(Beginning of RECORDS FOR THE TASK)

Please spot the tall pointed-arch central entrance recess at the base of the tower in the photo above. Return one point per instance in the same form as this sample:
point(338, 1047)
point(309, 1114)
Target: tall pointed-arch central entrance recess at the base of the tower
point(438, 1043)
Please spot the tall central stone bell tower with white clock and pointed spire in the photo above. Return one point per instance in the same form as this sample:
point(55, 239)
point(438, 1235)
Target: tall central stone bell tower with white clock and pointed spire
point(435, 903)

(End of RECORDS FOR THE TASK)
(Beginning of RECORDS FOR THE TASK)

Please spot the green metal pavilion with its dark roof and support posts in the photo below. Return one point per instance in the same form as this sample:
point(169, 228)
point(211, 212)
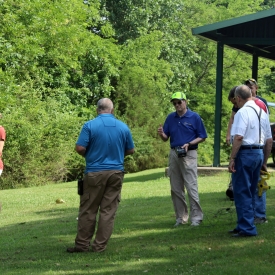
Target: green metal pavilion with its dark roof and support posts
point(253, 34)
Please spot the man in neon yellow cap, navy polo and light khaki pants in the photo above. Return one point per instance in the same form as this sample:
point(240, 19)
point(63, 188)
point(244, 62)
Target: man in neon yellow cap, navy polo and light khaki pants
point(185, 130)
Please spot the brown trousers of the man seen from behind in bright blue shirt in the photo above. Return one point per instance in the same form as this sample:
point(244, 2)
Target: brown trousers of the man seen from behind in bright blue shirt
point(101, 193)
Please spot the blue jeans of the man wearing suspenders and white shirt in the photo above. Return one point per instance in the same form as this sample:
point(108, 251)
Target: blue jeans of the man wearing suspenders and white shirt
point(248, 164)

(End of RECORDS FOR THE TASK)

#### [EXERCISE DIRECTIONS]
After locating the line holding "Please spot the tall pointed-arch" above, output exactly that line and every line after it through the line holding "point(438, 1235)". Include nothing else.

#### [SOLVED PROBLEM]
Please spot the tall pointed-arch central entrance recess at the base of the tower in the photo above. Return one point per instance in the same form as this sample:
point(338, 1047)
point(309, 1114)
Target: tall pointed-arch central entrance recess at the base of the tower
point(438, 1043)
Please spot the tall central stone bell tower with white clock and pointed spire in the photo above. Return one point per instance in the same form as this sample:
point(55, 239)
point(438, 1235)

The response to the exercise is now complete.